Instructions to follow:
Look through the records, and wherever the string "flower" turns up, copy out that line.

Records from a data source:

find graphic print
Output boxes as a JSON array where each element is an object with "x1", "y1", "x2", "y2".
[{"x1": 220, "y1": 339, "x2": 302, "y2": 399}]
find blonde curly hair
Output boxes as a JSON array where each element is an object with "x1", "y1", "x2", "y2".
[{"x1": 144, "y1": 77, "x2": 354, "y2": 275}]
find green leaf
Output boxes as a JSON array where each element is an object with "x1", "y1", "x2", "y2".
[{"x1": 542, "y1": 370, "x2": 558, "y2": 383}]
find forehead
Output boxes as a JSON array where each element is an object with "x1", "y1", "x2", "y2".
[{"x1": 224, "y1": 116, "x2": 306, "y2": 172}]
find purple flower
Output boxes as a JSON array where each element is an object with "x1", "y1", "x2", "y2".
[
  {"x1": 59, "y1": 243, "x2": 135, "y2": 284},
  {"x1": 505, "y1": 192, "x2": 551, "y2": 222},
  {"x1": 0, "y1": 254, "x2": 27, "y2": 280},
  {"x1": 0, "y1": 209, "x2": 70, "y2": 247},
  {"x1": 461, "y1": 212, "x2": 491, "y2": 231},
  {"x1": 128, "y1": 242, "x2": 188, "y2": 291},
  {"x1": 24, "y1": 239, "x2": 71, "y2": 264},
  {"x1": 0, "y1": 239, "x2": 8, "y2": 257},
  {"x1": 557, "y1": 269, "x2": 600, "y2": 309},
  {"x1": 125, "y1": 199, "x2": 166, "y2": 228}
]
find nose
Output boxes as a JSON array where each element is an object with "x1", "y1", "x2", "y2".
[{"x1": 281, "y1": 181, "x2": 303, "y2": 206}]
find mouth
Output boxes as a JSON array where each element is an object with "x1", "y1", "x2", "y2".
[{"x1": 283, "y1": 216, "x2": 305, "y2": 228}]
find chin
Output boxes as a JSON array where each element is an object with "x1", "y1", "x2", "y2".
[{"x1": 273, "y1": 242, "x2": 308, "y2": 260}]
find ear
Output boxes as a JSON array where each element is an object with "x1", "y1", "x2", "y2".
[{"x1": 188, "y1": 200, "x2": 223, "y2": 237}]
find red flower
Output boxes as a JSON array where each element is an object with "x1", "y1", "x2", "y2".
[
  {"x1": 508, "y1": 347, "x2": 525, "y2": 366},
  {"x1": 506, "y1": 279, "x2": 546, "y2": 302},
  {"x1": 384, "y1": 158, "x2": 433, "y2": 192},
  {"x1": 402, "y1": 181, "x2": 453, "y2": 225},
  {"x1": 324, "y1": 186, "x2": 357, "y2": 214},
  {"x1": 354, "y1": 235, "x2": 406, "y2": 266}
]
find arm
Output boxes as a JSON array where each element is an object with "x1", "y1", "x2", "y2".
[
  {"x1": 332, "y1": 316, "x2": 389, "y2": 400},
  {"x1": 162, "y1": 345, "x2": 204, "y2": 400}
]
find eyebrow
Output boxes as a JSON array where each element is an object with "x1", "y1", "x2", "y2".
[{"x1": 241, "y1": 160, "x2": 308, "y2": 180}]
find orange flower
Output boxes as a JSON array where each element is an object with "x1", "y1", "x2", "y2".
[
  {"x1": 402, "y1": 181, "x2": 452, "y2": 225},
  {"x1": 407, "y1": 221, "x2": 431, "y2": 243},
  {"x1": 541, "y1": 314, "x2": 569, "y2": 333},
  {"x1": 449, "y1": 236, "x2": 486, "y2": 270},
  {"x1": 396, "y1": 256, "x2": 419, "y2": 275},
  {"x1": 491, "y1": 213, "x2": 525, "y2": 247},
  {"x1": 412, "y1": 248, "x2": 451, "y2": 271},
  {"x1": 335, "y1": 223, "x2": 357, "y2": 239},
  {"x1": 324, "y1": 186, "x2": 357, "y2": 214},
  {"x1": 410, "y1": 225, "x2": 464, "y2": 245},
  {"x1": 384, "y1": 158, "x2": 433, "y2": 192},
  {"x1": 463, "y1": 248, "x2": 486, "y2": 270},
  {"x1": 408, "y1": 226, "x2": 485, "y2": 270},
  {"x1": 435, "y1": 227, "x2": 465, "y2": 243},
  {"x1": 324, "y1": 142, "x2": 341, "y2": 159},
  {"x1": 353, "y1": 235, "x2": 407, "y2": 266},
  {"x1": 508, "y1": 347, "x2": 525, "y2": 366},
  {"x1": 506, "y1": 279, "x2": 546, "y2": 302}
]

Output of the task:
find purple flower
find red flower
find orange flower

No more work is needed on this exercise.